Selected text
START
Studio album by Mango
- Released: 1988
- Genre: Pop
- Label: Fonit Cetra
- Producer: Alberto Salerno, Armando Mango

Mango chronology
| Adesso (1987) | Inseguendo l'aquila (1988) | Sirtaki (1990) |

= Inseguendo l'aquila =

Inseguendo l'aquila (lit. 'Chasing the eagle') is the seventh studio album released by Mango, in 1988.

The album also was released in Spain under the name Hierro y fuego.

Mango's future wife Laura Valente did back-up vocals on the record.
END
Exercise directions
Please return the full Inseguendo l'aquila text above, word for word.

Data lines
START
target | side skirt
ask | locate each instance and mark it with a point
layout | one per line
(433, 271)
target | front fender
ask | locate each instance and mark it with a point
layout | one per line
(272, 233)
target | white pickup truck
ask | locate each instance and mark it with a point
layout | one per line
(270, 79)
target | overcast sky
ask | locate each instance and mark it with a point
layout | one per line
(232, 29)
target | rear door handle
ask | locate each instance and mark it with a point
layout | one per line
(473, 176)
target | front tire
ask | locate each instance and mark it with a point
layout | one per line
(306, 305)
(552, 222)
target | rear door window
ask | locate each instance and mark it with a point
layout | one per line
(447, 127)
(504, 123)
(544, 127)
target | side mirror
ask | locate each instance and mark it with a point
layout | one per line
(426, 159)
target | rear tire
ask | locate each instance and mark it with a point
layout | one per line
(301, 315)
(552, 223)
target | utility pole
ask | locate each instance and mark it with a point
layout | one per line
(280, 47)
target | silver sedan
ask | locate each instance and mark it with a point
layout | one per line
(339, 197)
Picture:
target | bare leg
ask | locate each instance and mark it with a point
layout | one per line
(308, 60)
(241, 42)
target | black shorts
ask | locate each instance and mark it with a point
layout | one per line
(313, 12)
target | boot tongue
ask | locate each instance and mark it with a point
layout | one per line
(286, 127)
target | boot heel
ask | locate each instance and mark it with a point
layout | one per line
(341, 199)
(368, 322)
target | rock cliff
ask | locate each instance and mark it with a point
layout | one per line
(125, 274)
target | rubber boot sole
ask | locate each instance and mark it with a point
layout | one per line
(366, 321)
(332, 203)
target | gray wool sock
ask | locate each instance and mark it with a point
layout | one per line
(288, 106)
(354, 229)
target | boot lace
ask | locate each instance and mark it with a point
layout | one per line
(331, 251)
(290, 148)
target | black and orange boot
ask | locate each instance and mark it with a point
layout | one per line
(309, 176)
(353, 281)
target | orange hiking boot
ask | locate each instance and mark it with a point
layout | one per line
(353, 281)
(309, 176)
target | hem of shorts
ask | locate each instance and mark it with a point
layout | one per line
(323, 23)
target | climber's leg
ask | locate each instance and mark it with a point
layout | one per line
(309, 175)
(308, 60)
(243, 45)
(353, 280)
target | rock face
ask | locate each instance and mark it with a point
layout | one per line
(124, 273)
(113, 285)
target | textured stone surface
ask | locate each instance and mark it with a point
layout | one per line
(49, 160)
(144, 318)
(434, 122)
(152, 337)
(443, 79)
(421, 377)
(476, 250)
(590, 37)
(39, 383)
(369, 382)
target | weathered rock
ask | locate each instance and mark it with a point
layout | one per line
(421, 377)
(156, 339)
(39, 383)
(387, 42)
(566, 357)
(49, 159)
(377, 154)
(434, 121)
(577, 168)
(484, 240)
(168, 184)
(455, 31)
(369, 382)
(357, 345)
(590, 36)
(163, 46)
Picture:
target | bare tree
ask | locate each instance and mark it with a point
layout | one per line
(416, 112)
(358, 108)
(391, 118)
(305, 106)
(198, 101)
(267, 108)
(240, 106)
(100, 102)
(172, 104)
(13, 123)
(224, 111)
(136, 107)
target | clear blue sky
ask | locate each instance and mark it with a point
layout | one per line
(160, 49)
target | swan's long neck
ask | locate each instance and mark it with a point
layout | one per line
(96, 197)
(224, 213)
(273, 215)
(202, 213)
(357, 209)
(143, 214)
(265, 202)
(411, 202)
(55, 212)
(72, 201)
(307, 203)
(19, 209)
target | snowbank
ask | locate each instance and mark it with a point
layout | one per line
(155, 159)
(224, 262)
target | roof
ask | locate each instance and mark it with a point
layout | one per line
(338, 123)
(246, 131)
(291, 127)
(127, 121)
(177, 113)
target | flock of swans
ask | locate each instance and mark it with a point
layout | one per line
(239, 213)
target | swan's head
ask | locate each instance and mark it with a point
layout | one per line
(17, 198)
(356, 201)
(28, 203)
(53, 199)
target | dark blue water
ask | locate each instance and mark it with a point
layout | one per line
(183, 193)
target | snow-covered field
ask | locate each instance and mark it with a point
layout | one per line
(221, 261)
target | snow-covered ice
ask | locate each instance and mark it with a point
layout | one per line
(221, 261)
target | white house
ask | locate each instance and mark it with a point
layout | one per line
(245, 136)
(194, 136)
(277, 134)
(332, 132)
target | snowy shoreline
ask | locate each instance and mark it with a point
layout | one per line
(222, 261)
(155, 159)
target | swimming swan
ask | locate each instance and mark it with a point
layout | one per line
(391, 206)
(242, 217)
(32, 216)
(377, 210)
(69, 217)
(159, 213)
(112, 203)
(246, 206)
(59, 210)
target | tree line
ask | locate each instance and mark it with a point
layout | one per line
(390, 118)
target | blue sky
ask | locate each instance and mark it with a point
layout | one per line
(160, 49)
END
Response below
Studio album by Mango
- Released: 1988
- Genre: Pop
- Label: Fonit Cetra
- Producer: Alberto Salerno, Armando Mango

Mango chronology
| Adesso (1987) | Inseguendo l'aquila (1988) | Sirtaki (1990) |

= Inseguendo l'aquila =

Inseguendo l'aquila (lit. 'Chasing the eagle') is the seventh studio album released by Mango, in 1988.

The album also was released in Spain under the name Hierro y fuego.

Mango's future wife Laura Valente did back-up vocals on the record.